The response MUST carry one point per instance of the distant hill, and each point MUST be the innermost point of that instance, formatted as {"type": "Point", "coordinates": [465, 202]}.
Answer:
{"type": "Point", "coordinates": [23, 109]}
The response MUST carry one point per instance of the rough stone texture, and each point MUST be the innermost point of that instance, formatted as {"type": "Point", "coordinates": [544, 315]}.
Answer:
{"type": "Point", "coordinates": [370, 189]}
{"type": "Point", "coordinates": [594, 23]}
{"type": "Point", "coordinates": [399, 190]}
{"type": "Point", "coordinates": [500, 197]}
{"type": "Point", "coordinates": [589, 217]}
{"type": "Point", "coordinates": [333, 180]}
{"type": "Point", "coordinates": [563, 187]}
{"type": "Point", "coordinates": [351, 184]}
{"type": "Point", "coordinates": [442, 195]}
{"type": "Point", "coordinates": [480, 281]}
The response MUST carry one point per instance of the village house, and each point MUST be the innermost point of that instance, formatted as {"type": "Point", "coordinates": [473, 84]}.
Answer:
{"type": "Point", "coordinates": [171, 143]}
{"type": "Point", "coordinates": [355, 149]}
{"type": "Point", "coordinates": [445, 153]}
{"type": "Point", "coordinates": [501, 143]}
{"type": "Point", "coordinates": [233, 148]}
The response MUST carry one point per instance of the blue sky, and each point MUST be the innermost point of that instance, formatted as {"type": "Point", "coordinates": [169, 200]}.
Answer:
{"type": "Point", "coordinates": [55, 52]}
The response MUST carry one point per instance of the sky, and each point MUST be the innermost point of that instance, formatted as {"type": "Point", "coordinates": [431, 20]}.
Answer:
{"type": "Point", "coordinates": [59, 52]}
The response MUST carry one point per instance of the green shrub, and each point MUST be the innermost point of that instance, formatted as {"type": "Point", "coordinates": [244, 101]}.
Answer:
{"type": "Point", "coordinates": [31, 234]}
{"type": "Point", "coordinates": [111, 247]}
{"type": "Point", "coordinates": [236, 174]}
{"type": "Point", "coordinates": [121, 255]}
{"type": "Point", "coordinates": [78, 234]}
━━━━━━
WORK TO BE COMPLETED -> Transcribe each line above exactly; skip none.

SOLUTION ->
The response MUST carry one point per instance of the distant hill, and each point MUST be the innermost point of that instance, formatted as {"type": "Point", "coordinates": [465, 202]}.
Answer:
{"type": "Point", "coordinates": [23, 109]}
The response MUST carry one point per instance of the rough stone texture, and each point MUST be the innermost point of that instance, formatted as {"type": "Point", "coordinates": [544, 315]}.
Answer:
{"type": "Point", "coordinates": [370, 189]}
{"type": "Point", "coordinates": [594, 23]}
{"type": "Point", "coordinates": [399, 190]}
{"type": "Point", "coordinates": [500, 197]}
{"type": "Point", "coordinates": [589, 217]}
{"type": "Point", "coordinates": [333, 180]}
{"type": "Point", "coordinates": [563, 187]}
{"type": "Point", "coordinates": [351, 184]}
{"type": "Point", "coordinates": [442, 195]}
{"type": "Point", "coordinates": [480, 281]}
The response MUST carry one point per instance of the village house, and each point MUST be the innermost point of that instance, formatted as {"type": "Point", "coordinates": [473, 84]}.
Answer:
{"type": "Point", "coordinates": [171, 143]}
{"type": "Point", "coordinates": [355, 149]}
{"type": "Point", "coordinates": [445, 153]}
{"type": "Point", "coordinates": [501, 143]}
{"type": "Point", "coordinates": [233, 148]}
The response MUST carry one point per instance of the blue sky, and each point MUST be the innermost point of that instance, formatted as {"type": "Point", "coordinates": [169, 200]}.
Answer:
{"type": "Point", "coordinates": [55, 52]}
The response MUST carry one point per instance of the sky, and each point MUST be the innermost point of that instance, formatted as {"type": "Point", "coordinates": [431, 20]}.
Answer:
{"type": "Point", "coordinates": [59, 52]}
The response MUST carry one point per instance of the green shrub, and each point MUST be the innermost point of that instance, formatted as {"type": "Point", "coordinates": [244, 101]}.
Answer:
{"type": "Point", "coordinates": [31, 234]}
{"type": "Point", "coordinates": [111, 247]}
{"type": "Point", "coordinates": [236, 174]}
{"type": "Point", "coordinates": [121, 255]}
{"type": "Point", "coordinates": [78, 234]}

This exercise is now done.